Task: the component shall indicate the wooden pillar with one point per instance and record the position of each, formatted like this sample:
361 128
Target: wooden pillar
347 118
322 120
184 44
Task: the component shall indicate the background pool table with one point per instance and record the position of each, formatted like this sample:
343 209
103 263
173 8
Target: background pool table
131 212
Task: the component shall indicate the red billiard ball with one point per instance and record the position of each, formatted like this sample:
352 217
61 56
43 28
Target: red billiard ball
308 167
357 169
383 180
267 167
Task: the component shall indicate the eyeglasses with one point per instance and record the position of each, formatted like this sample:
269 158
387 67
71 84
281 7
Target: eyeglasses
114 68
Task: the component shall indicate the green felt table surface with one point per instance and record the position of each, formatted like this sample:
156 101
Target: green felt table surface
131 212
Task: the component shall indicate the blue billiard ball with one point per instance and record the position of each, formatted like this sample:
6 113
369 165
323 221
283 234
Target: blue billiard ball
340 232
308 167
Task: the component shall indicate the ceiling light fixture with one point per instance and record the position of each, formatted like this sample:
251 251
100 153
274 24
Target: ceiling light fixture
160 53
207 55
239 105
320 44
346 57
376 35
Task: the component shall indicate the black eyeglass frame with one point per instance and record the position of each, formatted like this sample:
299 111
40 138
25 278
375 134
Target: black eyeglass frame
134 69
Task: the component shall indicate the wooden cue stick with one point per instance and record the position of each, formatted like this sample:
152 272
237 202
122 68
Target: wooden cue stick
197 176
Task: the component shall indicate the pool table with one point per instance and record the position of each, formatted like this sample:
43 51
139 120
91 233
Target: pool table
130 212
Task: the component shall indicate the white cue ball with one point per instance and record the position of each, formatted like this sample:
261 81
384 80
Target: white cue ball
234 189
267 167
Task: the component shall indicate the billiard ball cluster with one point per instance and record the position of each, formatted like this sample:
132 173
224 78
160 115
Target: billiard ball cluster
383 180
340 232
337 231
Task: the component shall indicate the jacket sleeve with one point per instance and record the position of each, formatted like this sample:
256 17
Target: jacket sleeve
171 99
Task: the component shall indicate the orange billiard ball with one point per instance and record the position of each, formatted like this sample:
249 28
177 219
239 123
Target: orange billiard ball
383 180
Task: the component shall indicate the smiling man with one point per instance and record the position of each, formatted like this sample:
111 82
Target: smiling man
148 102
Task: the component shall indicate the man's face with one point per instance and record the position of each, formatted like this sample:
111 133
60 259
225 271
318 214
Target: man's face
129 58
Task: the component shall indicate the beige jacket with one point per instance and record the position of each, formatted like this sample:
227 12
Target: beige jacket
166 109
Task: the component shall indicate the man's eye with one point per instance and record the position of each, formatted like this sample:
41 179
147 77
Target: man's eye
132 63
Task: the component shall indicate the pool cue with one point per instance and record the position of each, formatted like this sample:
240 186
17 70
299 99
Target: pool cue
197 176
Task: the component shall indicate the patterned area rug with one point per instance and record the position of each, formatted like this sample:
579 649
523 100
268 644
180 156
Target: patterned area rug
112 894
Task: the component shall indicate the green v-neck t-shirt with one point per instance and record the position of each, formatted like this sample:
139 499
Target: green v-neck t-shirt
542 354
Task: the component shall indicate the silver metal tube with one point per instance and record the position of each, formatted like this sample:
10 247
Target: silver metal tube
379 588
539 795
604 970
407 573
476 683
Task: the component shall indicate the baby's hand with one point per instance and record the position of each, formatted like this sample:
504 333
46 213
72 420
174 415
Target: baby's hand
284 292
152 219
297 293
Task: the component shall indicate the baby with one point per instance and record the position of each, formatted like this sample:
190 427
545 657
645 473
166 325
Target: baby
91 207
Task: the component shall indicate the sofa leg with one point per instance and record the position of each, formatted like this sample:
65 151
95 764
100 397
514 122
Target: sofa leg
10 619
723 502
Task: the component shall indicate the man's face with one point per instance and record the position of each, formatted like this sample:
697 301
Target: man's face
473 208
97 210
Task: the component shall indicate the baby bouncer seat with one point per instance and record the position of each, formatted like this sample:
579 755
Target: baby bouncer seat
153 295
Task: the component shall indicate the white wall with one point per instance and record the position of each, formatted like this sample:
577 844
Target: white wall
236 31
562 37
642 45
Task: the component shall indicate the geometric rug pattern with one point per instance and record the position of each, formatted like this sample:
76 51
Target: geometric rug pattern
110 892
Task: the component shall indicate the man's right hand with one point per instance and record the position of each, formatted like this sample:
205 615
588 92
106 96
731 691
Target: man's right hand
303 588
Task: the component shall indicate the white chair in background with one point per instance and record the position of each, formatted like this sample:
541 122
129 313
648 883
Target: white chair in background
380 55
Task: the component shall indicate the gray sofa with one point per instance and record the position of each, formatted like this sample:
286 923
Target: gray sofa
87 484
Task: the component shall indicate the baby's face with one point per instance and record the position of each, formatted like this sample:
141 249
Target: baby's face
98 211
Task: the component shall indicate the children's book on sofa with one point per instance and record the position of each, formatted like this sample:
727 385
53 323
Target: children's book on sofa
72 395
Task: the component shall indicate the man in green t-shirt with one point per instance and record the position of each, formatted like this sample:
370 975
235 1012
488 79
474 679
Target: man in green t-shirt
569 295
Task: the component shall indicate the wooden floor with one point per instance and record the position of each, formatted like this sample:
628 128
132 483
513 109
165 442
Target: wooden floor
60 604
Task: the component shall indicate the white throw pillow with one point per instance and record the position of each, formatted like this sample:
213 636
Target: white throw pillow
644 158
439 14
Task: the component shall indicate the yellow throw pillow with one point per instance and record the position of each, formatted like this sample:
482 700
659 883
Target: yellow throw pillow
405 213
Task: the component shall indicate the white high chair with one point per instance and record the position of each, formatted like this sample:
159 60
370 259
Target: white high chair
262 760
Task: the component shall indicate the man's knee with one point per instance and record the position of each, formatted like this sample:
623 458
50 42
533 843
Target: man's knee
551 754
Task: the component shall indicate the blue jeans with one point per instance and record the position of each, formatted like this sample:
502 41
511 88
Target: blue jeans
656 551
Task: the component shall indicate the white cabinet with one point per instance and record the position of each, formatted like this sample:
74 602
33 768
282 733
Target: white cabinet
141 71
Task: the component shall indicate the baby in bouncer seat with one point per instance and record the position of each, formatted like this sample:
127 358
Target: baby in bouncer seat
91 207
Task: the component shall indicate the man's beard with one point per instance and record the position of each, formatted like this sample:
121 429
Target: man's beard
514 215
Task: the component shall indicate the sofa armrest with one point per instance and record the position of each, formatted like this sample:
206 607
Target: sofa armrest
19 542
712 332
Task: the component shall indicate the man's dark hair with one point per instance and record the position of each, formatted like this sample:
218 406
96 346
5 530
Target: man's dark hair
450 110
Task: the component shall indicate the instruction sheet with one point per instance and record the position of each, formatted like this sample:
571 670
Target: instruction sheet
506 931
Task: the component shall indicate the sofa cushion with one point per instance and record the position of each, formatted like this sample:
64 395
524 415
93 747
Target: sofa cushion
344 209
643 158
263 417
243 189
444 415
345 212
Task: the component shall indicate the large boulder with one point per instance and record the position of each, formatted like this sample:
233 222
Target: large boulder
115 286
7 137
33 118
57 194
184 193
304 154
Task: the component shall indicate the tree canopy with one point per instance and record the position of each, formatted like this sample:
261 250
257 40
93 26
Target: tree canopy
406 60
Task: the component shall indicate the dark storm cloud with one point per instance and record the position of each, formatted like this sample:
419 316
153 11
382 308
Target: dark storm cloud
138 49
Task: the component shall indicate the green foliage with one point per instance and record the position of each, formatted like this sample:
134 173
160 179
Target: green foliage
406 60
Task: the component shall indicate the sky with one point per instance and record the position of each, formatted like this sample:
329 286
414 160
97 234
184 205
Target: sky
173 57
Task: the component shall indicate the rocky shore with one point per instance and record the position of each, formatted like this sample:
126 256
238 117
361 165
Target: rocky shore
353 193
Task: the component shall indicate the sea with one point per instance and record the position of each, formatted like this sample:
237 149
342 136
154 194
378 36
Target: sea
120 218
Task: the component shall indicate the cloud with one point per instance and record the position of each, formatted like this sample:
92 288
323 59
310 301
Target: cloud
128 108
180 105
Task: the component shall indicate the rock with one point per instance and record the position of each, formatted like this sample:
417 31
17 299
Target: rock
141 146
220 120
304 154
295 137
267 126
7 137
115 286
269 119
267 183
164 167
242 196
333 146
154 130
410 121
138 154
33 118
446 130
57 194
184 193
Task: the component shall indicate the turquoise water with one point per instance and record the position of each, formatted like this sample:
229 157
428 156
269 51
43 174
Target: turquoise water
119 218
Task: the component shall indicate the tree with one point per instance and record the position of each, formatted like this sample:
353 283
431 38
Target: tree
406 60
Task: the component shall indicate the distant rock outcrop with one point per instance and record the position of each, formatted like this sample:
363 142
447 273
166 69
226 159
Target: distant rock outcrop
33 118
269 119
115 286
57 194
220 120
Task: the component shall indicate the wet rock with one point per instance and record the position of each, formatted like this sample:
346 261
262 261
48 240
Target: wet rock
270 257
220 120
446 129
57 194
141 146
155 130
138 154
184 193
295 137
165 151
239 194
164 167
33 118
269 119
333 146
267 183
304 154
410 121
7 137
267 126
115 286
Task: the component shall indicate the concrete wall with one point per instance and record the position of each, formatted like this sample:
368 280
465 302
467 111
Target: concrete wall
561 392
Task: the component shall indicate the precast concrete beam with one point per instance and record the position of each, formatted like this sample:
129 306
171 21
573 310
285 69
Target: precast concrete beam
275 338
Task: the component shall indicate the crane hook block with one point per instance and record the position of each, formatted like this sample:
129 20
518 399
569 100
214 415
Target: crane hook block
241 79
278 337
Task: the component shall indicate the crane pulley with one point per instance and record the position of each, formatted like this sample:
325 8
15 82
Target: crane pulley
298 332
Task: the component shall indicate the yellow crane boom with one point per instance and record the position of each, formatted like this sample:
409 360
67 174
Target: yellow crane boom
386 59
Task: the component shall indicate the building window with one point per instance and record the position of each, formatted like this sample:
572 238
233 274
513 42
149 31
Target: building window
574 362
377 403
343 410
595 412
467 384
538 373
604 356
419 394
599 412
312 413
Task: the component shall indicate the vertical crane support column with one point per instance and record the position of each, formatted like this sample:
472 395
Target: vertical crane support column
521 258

■ **TASK INSTRUCTIONS**
Copy each line exactly, from the line containing "Task: the component shall indicate the concrete" down to the last line of the material, and no other lines.

■ **RESULT OF THE EXERCISE**
Task: the component shall indicate the concrete wall with one point per instance and record the position of each, formatted like this sample:
368 280
465 302
467 111
Target: concrete wall
561 392
Task: the component shall indicate the precast concrete beam with one point per instance and record the position of each, formatted like this sample:
129 306
171 21
573 310
285 69
Target: precast concrete beam
275 338
Task: the component shall indicate the crane hook block with one point per instance and record the position of each, formatted like this sample:
129 20
518 399
569 100
214 415
Target: crane hook block
241 79
278 337
Task: the component shall indicate the crane pulley with one point per instance and record the position of each, formatted like this sample:
325 8
15 82
Target: crane pulley
298 332
Task: the component shall indicate the yellow crane boom with one point per instance and record the position of each, formatted like this sample:
409 360
67 174
Target: yellow crane boom
386 59
Task: the component shall indicate the building window with one point per instance and record the position of each, formatted like this sample:
572 238
233 274
513 42
149 31
Target: building window
574 362
377 403
343 410
595 412
467 384
538 373
604 356
419 394
599 412
312 413
Task: the component shall indicate the vertical crane support column with one point per instance and record the position of each, formatted like this sample:
472 395
Target: vertical crane support column
521 258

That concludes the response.